* _Parts of the exercise_:
1. In the essay on why ecological research matters, why is it worth studying even the smallest rodent in an unchanged landscape?
2. Print the stretch of the essay on ecological research from "How does an" through "in the bud.".

How does an amateur begin to explain the consequences, the direct relevance of his/her work to people? Let us take the example of researching snakes. Not all snakes are anacondas (which are not even found on the subcontinent) or cobras, neither are they all venomous (a snake would be 'poisonous' if eating it made you sick or worse, dead), nor do the females exact revenge upon unsuspecting humans by transmuting into celestial nymphs. They control rat populations- certified agricultural pests as any farmer worth his salt would testify. Deep in the forest they feed on rats, shrews, birds etc. Now rats, mice, shrews, birds act as seed dispersers or predators. In either case, they directly influence forest composition by deciding how many trees should grow and which trees ought to be nipped in the bud.
Besides controlling global temperatures, trees maintain the hydrological cycle, and ensure smooth functioning of ecosystems. The disastrous flash floods exacerbated by deforestation along mountain slopes in Uttaranchal are a recent example of how forest destruction can prove deadly for human life. Trees provide food to a host of wildlife including macaques that transition into human landscapes and often into rural households following deforestation and cause mayhem and severe monetary loss to humble farmers. In northeast India, bamboo flowering (bamboo flowers only once in its lifetime, after the flowering event all the bamboo in the area dies off) causes mass exodus of rodents from the forest into fields resulting in famine across the region. Thus, studying the ecology of even the smallest rodent in a non-modified landscape- knowing what it eats, where it lives, what is its population will help us formulate plans to control if not prevent such infestations. All of this has direct relevance to human health and well-being.
So if we look at research from a broad perspective and back it up with some common sense knowledge about ecosystem functioning (I admit thinking on the same topic for more than 30 seconds is decidedly difficult in today's world of instant likes- but trying to think never killed anybody), we can rationalize the importance of ecological research in anthropomorphic terms.

* _Raw data_:
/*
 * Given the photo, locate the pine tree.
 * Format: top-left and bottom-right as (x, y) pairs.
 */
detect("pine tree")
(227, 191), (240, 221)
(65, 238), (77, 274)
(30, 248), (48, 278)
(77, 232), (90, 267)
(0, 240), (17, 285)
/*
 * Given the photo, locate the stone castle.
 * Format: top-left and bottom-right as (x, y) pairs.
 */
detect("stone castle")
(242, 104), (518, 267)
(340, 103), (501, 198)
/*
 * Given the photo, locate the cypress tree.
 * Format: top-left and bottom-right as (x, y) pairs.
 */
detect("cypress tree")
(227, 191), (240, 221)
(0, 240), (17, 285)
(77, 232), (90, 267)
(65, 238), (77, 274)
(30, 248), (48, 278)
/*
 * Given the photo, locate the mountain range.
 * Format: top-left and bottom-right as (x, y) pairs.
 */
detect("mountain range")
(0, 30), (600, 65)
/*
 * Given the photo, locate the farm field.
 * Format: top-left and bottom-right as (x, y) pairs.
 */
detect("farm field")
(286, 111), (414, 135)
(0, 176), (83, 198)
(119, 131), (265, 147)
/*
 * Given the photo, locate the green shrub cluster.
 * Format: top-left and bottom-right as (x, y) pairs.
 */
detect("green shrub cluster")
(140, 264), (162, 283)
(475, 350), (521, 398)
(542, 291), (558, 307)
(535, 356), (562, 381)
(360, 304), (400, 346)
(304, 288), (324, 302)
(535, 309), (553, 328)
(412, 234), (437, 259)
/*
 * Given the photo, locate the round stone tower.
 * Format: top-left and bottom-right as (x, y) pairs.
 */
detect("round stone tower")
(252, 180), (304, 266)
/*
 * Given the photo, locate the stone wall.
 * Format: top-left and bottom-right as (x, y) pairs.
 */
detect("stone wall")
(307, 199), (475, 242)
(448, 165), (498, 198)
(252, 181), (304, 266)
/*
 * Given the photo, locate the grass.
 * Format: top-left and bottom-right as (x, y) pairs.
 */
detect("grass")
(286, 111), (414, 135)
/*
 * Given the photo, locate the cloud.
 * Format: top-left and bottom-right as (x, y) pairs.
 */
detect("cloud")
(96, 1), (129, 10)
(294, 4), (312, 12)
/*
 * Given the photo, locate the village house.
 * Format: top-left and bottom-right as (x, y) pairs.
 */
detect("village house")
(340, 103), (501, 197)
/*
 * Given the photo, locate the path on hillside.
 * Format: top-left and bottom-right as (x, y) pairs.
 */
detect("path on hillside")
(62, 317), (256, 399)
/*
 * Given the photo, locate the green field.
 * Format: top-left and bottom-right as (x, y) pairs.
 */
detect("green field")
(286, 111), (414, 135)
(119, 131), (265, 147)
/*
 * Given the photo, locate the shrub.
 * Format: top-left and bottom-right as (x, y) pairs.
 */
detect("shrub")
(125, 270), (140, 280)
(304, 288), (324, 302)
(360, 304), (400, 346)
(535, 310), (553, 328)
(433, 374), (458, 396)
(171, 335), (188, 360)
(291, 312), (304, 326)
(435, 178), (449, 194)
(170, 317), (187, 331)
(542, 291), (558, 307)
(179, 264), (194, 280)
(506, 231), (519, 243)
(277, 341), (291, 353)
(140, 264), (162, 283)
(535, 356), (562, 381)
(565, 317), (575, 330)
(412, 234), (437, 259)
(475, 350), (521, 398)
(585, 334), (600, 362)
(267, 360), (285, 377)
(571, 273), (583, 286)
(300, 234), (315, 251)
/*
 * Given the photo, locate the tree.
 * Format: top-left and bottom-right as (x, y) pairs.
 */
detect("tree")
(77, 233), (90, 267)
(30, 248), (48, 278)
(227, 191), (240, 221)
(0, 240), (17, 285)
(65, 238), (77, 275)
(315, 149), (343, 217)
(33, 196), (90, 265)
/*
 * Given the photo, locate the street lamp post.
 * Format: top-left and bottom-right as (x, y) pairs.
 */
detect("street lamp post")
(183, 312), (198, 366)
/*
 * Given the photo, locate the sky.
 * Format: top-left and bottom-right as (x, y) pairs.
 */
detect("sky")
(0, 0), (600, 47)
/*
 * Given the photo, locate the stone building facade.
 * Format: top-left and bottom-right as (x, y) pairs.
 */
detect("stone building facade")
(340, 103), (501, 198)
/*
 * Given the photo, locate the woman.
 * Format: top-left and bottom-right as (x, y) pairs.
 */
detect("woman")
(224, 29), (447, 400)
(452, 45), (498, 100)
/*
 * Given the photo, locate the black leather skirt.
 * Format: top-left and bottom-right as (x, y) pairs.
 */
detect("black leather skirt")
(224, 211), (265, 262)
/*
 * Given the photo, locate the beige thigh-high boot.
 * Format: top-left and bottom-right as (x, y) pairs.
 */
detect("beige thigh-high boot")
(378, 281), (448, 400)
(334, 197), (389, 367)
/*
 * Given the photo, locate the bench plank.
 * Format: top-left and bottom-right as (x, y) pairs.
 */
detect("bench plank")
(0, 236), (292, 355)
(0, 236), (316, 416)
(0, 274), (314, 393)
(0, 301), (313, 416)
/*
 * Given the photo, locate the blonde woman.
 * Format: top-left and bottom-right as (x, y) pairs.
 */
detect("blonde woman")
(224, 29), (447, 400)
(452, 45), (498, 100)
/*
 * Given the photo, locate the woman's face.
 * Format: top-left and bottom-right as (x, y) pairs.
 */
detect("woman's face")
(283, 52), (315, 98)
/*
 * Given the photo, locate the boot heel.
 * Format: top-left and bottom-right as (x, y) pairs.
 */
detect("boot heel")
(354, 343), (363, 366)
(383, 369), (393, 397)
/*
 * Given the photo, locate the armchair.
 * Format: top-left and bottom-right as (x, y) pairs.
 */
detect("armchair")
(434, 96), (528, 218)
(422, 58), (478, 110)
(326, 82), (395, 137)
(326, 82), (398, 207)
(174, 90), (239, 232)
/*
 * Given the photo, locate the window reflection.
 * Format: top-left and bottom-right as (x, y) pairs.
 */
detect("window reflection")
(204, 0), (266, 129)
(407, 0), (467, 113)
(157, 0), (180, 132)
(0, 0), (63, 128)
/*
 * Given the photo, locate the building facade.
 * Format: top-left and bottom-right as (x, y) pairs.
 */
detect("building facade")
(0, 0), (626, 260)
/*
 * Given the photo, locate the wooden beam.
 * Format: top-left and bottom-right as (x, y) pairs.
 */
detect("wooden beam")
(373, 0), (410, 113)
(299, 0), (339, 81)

* _Answers for this exercise_:
1. Knowing what the rodent eats, where it lives and how many there are will help us make plans to control, or even prevent, infestations. One example is northeast India. When the bamboo flowers and dies off, rodents leave the forest in huge numbers and pour into fields, and this causes famine across the region. That makes the research directly relevant to human health and well-being.

2.
How does an amateur begin to explain the consequences, the direct relevance of his/her work to people? Let us take the example of researching snakes. Not all snakes are anacondas (which are not even found on the subcontinent) or cobras, neither are they all venomous (a snake would be 'poisonous' if eating it made you sick or worse, dead), nor do the females exact revenge upon unsuspecting humans by transmuting into celestial nymphs. They control rat populations- certified agricultural pests as any farmer worth his salt would testify. Deep in the forest they feed on rats, shrews, birds etc. Now rats, mice, shrews, birds act as seed dispersers or predators. In either case, they directly influence forest composition by deciding how many trees should grow and which trees ought to be nipped in the bud.